### WHAT IS BEING ASKED
Keeping every line intact, repeat the data word for word.

Recorded data
================

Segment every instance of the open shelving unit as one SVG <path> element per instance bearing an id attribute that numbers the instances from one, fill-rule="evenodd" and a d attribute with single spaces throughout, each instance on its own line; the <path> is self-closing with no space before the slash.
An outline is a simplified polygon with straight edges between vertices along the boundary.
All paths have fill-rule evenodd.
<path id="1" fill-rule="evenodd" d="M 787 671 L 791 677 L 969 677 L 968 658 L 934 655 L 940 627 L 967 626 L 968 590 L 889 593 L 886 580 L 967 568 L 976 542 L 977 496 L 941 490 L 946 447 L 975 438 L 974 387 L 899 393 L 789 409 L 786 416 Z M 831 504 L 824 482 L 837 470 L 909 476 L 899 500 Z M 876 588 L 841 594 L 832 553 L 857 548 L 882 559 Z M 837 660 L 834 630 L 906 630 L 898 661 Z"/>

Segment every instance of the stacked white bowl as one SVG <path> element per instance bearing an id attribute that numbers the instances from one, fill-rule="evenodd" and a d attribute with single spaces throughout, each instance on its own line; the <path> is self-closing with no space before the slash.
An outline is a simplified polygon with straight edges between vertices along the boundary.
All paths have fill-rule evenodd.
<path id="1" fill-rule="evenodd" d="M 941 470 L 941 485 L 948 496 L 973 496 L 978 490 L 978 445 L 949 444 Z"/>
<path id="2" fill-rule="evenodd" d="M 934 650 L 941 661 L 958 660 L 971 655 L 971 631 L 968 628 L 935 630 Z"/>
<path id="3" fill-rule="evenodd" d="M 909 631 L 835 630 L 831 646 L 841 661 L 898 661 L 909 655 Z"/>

================

### TASK SOLUTION
Segment every instance of the open shelving unit as one SVG <path> element per instance bearing an id attribute that numbers the instances from one, fill-rule="evenodd" and a d attribute with single spaces throughout, each instance on its own line; the <path> is self-closing with no space before the slash.
An outline is a simplified polygon with straight edges between vertices along the boundary.
All paths have fill-rule evenodd.
<path id="1" fill-rule="evenodd" d="M 787 671 L 791 677 L 969 677 L 968 658 L 934 655 L 940 627 L 967 626 L 968 590 L 889 593 L 886 580 L 967 568 L 976 542 L 977 496 L 941 490 L 946 447 L 975 438 L 974 387 L 899 393 L 789 409 L 786 416 Z M 831 504 L 824 482 L 837 470 L 909 476 L 899 500 Z M 876 588 L 841 594 L 832 553 L 857 548 L 882 559 Z M 837 660 L 834 630 L 906 630 L 898 661 Z"/>

Segment every instance of the stacked white bowl as one SVG <path> element per instance bearing an id attribute that numbers the instances from one, fill-rule="evenodd" and a d attribute with single spaces throughout, each instance on its own line; the <path> is self-closing with no space before the slash.
An outline is a simplified polygon with straight edges between vertices along the boundary.
All paths have fill-rule evenodd.
<path id="1" fill-rule="evenodd" d="M 941 470 L 941 485 L 948 496 L 973 496 L 978 490 L 978 445 L 949 444 Z"/>
<path id="2" fill-rule="evenodd" d="M 934 650 L 941 661 L 958 660 L 971 655 L 971 631 L 968 628 L 935 630 Z"/>
<path id="3" fill-rule="evenodd" d="M 909 631 L 835 630 L 831 646 L 841 661 L 898 661 L 909 655 Z"/>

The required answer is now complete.